And you can’t explain it away with pregnancies etc. It’s like that even before women and their male partners decide to have children, if they do.
I know a long string of super-qualified female science and mathematics professionals with amazing performance reviews who lost out on positions they were seeking to less qualified males – and this tends to happen more in the expensive private schools than in the state system which is cumulatively being gutted by poor funding (Lib) and bad policies (both major parties).
Our general experience as females – if you’re asking me and the many female colleagues I’ve discussed this with – is that one of the few ways to get a fair go is if a school principal (or other person in charge of staffing) is actually enlightened – and I’ve seen both male and female examples of such rare creatures, and both male and female examples of the opposite…
You know how a while back, famously, a white American put on dark make-up and a wig to see if it would change how they were treated? …if it were equally easy for a male to morph temporarily into a convincing female phenotype, then this is what I would suggest you do, and observe for yourself…
I agree with every single thing you said. Everything.
But do you feel at a population level that males and females place equal value on the same things in a particular role separate to the issue of whether they can actually get the job in the first place?
Probably not, but we have to look at whether the values that are perhaps being expected in a role really are the best way to serve the community, or whether we shouldn’t be overhauling these values.
Which partly comes down to: Less sizzle, more steak. Less marketing, more honesty. Less box-ticking, more real work. Less “do not engage emotionally” and more “we need to nurture each other.” Etc etc etc.
These are all fine questions to consider, that you’re asking – but it’s like you’re bringing up a species and then I have to consider the whole ecosystem! 🙂
Another comment I’d like to make is that the gender (and other) stereotyping imposed on children during their upbringing is not their fault – with either gender. It’s all this shiitake that’s being loaded on; bad programming from the beginning from family and culture, and it goes mostly to the subconscious when it goes in that young, which makes it much harder to shift because it’s quite resistant even to a person’s own intellect!
In health education we often talked about gender stereotyping – I’d say, “As a female, I see the girls hugging each other when they need support and the boys hugging each other mostly when their sports team wins – and I’m so sad for you boys! Don’t you think you should be allowed to hug?” …and they’d say things like, “Well, if we do that, someone will call us a homo.” And I’d say, “If you see girls hugging, do you assume they’re sexually attracted?” …to which they’d say, “No, that’s different, girls are allowed to hug.” And it’s so sad – because so much humanity is being amputated off boys in the process of their socialisation, and most of the boys I taught were actually such warm human beings still, before going out into the world.
Before anyone slits their wrists, I do think that this got better between the time I was in high school and the time I stopped teaching 25 years later – I do think boys were much more expressive and able to talk about stuff than my own male classmates were – and I think when the next generations start to captain the ship, there’s going to be some positive change (change sometimes happens one funeral at a time). I think young male children are as much a victim of the shiitake our society loads on children’s backs as female children, and you can see it in the suicide statistics down the track as well. Females are at a structural disadvantage, and that needs to be fixed, but we also have to fix the shiitake we’re piling on young people’s shoulders, as families and as a society – and it’s imperative everyone deals with their own encultured shiitake, because how can you put an oxygen mask on someone else if you’re out cold yourself?

→ **EXTRACTED MATERIAL**
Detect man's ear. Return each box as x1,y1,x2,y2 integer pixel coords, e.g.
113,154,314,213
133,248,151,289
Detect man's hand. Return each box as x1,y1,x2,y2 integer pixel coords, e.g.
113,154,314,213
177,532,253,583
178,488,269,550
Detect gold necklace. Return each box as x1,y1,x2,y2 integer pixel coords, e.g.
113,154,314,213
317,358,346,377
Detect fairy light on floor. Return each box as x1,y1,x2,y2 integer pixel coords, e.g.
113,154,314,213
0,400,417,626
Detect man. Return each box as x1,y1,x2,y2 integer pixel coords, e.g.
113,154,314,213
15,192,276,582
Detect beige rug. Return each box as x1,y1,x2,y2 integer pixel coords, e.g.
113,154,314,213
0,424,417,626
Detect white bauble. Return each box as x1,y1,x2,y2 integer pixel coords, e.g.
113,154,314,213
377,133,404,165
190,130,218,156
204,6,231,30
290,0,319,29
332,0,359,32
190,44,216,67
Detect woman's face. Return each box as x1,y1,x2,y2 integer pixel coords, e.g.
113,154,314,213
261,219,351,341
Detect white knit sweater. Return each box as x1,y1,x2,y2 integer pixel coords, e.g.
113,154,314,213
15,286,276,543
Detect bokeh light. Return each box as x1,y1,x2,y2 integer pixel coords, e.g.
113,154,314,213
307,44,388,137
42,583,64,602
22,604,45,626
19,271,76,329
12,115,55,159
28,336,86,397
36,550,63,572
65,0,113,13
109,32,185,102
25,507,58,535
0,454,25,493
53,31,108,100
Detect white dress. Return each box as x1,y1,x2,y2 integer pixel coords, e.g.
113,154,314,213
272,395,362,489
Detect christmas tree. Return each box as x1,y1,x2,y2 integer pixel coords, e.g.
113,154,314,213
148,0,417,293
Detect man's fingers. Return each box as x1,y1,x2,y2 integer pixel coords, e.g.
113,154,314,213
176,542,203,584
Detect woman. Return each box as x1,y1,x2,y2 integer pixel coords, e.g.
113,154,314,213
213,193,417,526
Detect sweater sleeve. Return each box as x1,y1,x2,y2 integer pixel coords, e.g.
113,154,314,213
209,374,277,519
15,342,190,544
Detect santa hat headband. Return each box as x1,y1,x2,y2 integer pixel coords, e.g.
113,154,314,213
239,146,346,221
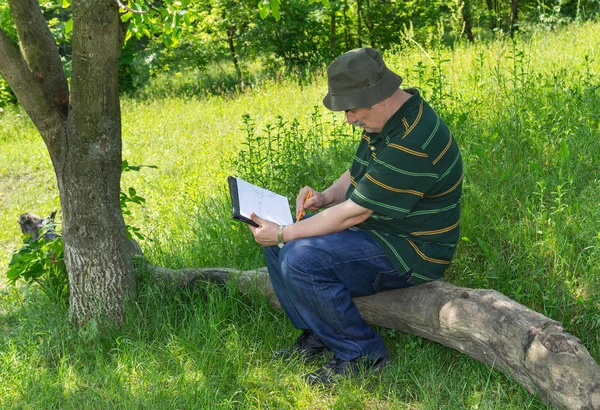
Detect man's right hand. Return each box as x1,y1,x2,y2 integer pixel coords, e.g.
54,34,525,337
296,186,325,213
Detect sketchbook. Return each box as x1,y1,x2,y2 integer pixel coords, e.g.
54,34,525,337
227,177,293,226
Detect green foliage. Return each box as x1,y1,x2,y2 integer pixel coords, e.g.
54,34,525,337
0,21,600,410
6,160,156,304
119,160,157,239
233,107,358,203
6,223,69,304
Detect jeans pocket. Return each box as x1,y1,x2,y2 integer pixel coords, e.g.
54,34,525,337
373,269,412,293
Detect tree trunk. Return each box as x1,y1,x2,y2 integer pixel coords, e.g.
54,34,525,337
510,0,519,36
0,0,134,325
227,26,244,84
62,0,134,324
149,266,600,410
329,2,337,58
462,1,475,43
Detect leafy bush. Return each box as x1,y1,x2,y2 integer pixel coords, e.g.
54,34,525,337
6,219,69,303
6,160,156,304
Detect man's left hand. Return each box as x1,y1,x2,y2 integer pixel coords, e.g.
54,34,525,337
248,212,279,246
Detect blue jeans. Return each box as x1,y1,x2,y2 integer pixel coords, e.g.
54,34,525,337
264,229,410,360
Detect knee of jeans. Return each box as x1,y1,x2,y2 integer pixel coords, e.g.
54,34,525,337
279,239,314,277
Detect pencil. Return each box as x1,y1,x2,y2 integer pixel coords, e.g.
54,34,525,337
296,191,310,222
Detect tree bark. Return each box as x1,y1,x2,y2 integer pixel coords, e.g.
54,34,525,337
227,25,244,84
64,0,134,324
0,0,134,325
461,0,475,43
510,0,519,36
149,266,600,410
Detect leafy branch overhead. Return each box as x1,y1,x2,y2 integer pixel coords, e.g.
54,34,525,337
258,0,329,21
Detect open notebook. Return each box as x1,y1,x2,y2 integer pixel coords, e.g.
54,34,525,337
227,177,293,226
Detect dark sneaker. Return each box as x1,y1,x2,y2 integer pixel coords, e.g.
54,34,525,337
273,330,329,362
306,356,391,387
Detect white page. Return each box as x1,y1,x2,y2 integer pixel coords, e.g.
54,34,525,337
236,178,293,225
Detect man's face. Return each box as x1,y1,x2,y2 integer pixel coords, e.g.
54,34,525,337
345,104,389,132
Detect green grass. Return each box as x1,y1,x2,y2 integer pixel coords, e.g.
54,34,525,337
0,23,600,409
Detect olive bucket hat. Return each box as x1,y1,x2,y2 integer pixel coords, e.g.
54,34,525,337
323,48,402,111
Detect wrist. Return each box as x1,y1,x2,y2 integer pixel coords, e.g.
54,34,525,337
277,225,285,248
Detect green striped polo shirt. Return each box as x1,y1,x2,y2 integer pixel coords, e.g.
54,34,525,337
346,89,463,285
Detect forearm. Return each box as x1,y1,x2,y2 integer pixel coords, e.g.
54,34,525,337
321,171,350,208
283,200,373,242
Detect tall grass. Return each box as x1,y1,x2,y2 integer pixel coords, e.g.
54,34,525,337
0,23,600,409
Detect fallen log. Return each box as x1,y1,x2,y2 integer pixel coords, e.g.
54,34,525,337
149,266,600,410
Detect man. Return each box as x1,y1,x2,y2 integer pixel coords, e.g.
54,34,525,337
250,48,463,385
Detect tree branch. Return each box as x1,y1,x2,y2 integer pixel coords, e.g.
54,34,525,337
0,29,64,139
8,0,69,119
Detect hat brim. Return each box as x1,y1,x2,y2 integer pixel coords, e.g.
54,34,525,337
323,70,402,111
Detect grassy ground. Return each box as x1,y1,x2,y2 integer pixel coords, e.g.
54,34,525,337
0,23,600,409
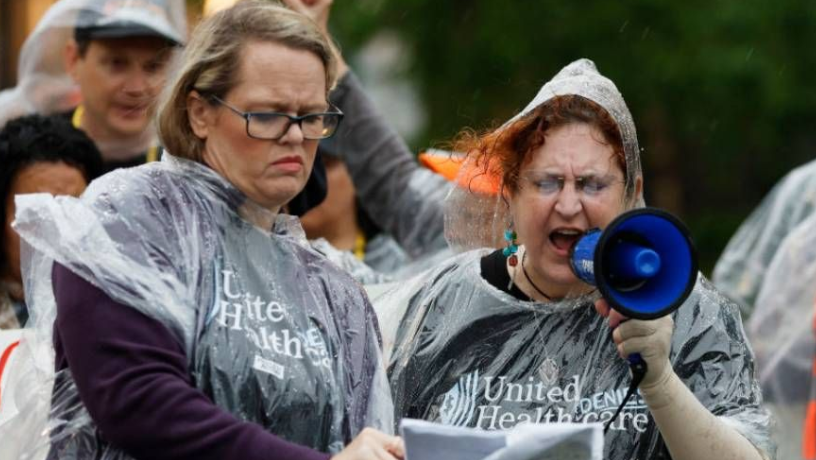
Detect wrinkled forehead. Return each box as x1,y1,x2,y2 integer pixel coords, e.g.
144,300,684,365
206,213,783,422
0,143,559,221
522,122,625,175
86,37,176,61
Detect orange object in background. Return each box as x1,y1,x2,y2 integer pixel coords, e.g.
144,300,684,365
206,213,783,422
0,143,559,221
418,150,501,195
802,302,816,460
0,340,20,407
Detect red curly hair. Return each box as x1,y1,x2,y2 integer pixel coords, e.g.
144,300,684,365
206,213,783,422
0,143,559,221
453,95,626,193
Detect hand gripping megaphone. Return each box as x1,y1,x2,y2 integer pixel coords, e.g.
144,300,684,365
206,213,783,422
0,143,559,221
570,208,697,319
570,208,697,433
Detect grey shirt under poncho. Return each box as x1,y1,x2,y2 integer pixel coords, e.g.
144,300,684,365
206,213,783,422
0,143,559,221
386,250,773,460
10,155,391,458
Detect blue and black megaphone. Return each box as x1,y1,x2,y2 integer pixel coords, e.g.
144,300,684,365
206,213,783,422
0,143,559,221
570,208,697,434
570,208,697,319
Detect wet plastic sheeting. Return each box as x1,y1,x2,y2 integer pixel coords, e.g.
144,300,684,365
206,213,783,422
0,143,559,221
380,250,773,459
0,155,393,459
713,160,816,319
747,215,816,460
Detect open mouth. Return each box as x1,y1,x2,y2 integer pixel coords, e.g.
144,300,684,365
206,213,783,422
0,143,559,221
550,229,584,252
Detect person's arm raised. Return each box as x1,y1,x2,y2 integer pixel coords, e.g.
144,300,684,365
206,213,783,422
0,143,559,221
595,299,765,460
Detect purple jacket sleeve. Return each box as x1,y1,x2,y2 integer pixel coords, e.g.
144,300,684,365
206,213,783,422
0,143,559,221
53,265,330,460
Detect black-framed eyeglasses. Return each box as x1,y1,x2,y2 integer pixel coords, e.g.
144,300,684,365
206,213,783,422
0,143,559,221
212,96,343,141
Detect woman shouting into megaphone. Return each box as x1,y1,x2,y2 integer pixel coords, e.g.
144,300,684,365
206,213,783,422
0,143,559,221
374,59,775,460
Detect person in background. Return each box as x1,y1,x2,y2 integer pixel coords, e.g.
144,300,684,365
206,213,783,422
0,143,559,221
745,213,816,460
6,1,403,460
65,0,185,170
0,0,186,171
384,59,775,460
712,160,816,320
0,115,102,329
283,0,451,282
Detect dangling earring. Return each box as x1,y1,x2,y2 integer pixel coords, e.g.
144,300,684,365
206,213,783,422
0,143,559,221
502,222,518,267
502,225,518,291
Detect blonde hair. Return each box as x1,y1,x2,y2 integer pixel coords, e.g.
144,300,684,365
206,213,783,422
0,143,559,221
158,1,337,162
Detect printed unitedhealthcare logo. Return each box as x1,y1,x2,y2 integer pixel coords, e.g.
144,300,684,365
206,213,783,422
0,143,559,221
438,370,649,433
439,371,479,426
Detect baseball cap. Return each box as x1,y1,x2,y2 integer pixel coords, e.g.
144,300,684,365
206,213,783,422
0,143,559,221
74,0,184,46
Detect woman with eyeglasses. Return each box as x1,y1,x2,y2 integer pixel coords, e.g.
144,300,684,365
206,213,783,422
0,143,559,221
11,2,403,460
386,59,774,460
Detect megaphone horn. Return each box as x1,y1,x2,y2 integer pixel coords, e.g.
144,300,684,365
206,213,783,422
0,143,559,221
570,208,697,319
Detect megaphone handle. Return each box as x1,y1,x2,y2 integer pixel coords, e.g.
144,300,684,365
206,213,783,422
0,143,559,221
604,353,647,434
626,353,649,378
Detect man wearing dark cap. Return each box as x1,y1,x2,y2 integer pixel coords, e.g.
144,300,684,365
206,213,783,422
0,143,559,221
65,0,184,170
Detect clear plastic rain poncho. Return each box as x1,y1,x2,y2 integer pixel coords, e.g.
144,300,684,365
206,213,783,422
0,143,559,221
0,0,187,131
0,155,393,459
747,214,816,460
373,60,772,460
713,160,816,318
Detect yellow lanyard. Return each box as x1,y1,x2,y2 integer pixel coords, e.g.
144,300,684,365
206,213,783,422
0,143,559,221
71,105,159,163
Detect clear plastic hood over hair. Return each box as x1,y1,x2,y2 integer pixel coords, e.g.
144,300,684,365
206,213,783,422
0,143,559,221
0,0,187,126
0,154,392,459
445,59,645,250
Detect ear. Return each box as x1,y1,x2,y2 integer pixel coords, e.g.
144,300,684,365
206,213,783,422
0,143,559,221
187,90,215,139
635,176,643,199
63,40,82,81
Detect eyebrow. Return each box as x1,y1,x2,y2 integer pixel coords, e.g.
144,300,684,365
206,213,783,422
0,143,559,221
247,102,331,114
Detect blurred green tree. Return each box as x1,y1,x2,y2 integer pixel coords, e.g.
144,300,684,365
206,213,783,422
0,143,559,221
331,0,816,272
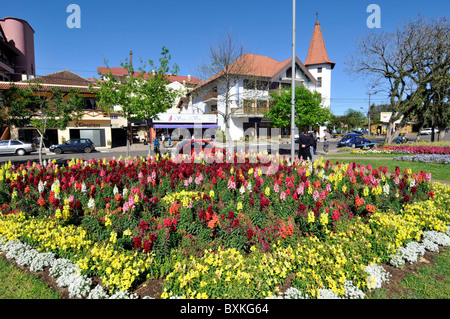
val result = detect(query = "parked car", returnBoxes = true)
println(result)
[337,133,373,148]
[0,140,36,156]
[174,140,225,155]
[49,138,95,154]
[420,127,439,135]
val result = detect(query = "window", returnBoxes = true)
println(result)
[84,97,97,110]
[244,80,255,90]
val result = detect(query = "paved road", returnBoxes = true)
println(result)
[0,134,450,164]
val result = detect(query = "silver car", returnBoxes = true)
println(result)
[0,140,36,156]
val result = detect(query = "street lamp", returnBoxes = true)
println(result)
[291,0,295,163]
[368,91,378,136]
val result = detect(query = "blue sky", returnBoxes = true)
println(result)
[0,0,450,115]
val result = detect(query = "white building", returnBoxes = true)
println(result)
[189,21,335,140]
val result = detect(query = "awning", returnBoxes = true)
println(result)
[153,123,219,128]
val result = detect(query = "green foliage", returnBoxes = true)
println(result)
[265,86,331,127]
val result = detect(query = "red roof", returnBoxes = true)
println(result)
[305,20,336,68]
[194,53,316,90]
[0,70,97,93]
[97,66,201,84]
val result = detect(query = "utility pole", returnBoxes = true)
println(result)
[291,0,296,163]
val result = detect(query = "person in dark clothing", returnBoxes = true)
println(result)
[298,134,312,160]
[153,136,161,156]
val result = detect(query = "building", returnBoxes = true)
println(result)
[0,17,36,82]
[0,70,112,147]
[189,20,335,140]
[97,67,209,146]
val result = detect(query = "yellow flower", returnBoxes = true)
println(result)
[308,211,316,223]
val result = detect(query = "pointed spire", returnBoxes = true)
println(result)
[305,12,335,69]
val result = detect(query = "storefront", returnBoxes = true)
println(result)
[60,118,112,147]
[153,113,218,139]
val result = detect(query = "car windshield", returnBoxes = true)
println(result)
[178,140,188,147]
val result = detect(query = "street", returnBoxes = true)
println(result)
[0,134,450,165]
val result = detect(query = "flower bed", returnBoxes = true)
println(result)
[0,155,450,298]
[393,154,450,165]
[379,145,450,155]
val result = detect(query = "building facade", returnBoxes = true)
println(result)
[0,17,36,82]
[0,70,112,147]
[189,21,335,140]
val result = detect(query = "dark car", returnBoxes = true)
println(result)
[0,140,36,156]
[337,133,373,148]
[175,140,225,155]
[49,138,95,154]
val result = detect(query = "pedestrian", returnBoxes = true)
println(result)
[308,133,317,162]
[298,134,312,161]
[153,136,161,156]
[323,130,331,154]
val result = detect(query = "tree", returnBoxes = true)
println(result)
[198,31,253,141]
[341,109,366,129]
[30,83,85,165]
[411,17,450,141]
[0,82,38,131]
[96,47,179,156]
[264,86,331,128]
[346,16,448,143]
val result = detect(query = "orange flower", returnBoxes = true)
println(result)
[355,195,366,207]
[169,202,180,215]
[366,204,376,213]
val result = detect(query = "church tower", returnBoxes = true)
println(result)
[304,14,336,108]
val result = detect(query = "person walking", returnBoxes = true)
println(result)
[308,133,317,162]
[323,130,331,154]
[298,134,312,160]
[153,136,161,156]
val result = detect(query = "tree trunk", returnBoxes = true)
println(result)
[127,120,132,157]
[438,126,446,142]
[37,130,44,165]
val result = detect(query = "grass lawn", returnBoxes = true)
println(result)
[370,248,450,299]
[0,257,61,299]
[324,154,450,181]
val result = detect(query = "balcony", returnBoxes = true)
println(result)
[202,92,217,103]
[231,106,269,117]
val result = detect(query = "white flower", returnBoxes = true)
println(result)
[88,197,95,209]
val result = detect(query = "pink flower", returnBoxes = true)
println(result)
[313,189,320,201]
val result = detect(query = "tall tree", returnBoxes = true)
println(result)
[30,83,85,164]
[0,82,38,132]
[346,16,448,143]
[265,86,331,128]
[2,81,85,164]
[198,31,255,141]
[96,47,179,156]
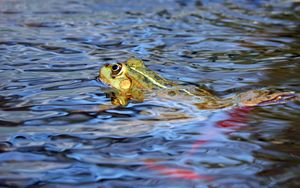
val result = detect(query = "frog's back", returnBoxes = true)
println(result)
[126,58,176,89]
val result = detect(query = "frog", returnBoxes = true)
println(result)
[98,57,299,109]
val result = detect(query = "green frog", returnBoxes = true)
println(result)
[99,58,299,109]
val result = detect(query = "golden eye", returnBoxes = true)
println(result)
[111,63,122,76]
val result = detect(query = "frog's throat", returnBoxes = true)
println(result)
[130,67,168,89]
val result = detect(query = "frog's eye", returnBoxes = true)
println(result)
[111,63,122,76]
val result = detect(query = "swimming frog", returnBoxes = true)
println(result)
[99,58,299,109]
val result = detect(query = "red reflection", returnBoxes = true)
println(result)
[145,107,254,181]
[216,107,253,128]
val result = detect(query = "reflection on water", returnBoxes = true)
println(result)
[0,0,300,187]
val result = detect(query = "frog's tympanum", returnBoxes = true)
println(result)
[99,58,299,109]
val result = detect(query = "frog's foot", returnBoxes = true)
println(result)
[237,90,300,106]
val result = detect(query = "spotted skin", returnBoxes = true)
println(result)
[99,58,299,109]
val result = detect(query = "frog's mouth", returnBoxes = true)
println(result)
[258,93,300,106]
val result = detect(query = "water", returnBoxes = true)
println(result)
[0,0,300,187]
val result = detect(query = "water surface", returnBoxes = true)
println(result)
[0,0,300,187]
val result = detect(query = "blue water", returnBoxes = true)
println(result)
[0,0,300,188]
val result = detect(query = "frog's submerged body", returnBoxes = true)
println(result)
[99,58,299,109]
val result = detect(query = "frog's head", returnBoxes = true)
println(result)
[99,58,145,93]
[99,63,131,92]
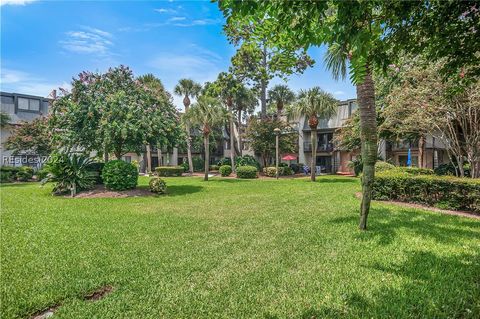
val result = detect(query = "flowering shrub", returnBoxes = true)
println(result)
[219,165,232,177]
[148,177,167,194]
[237,166,257,178]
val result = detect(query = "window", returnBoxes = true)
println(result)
[17,97,40,112]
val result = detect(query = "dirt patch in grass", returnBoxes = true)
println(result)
[64,185,156,198]
[355,193,480,219]
[84,285,113,301]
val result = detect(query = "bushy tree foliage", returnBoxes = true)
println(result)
[50,66,183,159]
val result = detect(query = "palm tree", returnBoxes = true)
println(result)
[184,96,229,181]
[325,44,377,230]
[268,84,295,118]
[173,79,202,174]
[233,84,258,156]
[292,86,338,182]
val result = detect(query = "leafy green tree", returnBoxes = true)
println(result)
[224,22,314,117]
[49,66,182,159]
[246,116,298,167]
[5,117,53,156]
[291,86,338,182]
[268,84,295,117]
[219,0,480,230]
[173,79,202,174]
[184,96,229,181]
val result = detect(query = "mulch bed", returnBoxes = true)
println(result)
[355,193,480,219]
[64,185,156,198]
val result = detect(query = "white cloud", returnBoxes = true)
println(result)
[59,26,113,56]
[0,68,70,97]
[0,0,36,6]
[153,8,177,13]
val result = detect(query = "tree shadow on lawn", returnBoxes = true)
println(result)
[290,250,480,319]
[330,207,479,246]
[166,185,203,197]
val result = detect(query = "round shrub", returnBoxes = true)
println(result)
[16,166,33,182]
[148,177,167,194]
[375,161,395,173]
[102,160,138,191]
[35,168,48,181]
[237,166,257,178]
[219,165,232,177]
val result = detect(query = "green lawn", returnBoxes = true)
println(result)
[0,176,480,318]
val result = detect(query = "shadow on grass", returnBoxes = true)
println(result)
[264,250,480,319]
[331,208,479,245]
[167,185,203,197]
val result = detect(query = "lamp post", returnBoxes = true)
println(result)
[273,127,280,179]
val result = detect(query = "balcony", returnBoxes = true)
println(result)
[303,142,333,152]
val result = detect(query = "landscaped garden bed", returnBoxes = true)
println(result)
[0,176,480,318]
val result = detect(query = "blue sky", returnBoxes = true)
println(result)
[0,0,355,107]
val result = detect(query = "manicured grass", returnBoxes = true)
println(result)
[0,176,480,318]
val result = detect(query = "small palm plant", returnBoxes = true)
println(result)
[173,79,202,174]
[290,87,338,182]
[184,96,229,181]
[42,153,96,197]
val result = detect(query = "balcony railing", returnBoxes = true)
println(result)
[303,142,333,152]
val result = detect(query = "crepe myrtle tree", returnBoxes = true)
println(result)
[218,0,480,230]
[183,95,229,181]
[49,66,183,160]
[290,86,338,182]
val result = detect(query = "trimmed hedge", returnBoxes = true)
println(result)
[373,171,480,212]
[263,166,294,177]
[209,165,220,171]
[219,165,232,177]
[155,166,184,177]
[237,166,257,178]
[148,177,167,194]
[102,160,138,191]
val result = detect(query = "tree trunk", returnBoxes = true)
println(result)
[228,106,236,173]
[157,145,162,166]
[203,135,210,181]
[357,65,377,230]
[185,125,193,174]
[418,135,426,168]
[238,109,243,156]
[146,144,152,175]
[310,128,317,182]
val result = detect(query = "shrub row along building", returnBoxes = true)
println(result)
[0,92,448,173]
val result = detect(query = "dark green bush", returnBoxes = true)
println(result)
[375,161,395,173]
[15,166,33,182]
[217,157,232,166]
[35,168,48,182]
[102,160,138,191]
[192,156,205,172]
[155,166,184,177]
[148,177,167,194]
[0,171,13,183]
[237,166,257,178]
[263,166,294,177]
[434,163,470,176]
[42,152,95,196]
[219,165,232,177]
[88,162,104,184]
[235,155,260,171]
[373,171,480,212]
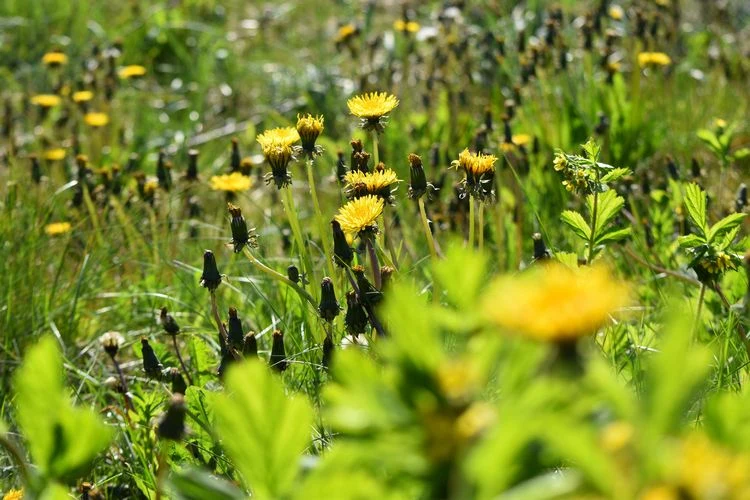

→ **PARTS OF THE EXERCISE**
a: Answer these questions from the discussion of gender stereotyping, one per line:
(i) According to the writer, in what kind of school does losing out to less qualified males tend to happen more?
(ii) In what subject did the writer often talk about gender stereotyping?
(iii) What did the boys say someone would call them if they hugged?
b: Set down a passage from the discussion of gender stereotyping word for word, starting at the words "Probably not, but" and ending after the words "overhauling these values.".
The listing has no connection to the discussion of gender stereotyping.

→ **ANSWERS TO THE EXERCISES**
a:
(i) Expensive private schools
(ii) Health education
(iii) A homo

b:
Probably not, but we have to look at whether the values that are perhaps being expected in a role really are the best way to serve the community, or whether we shouldn’t be overhauling these values.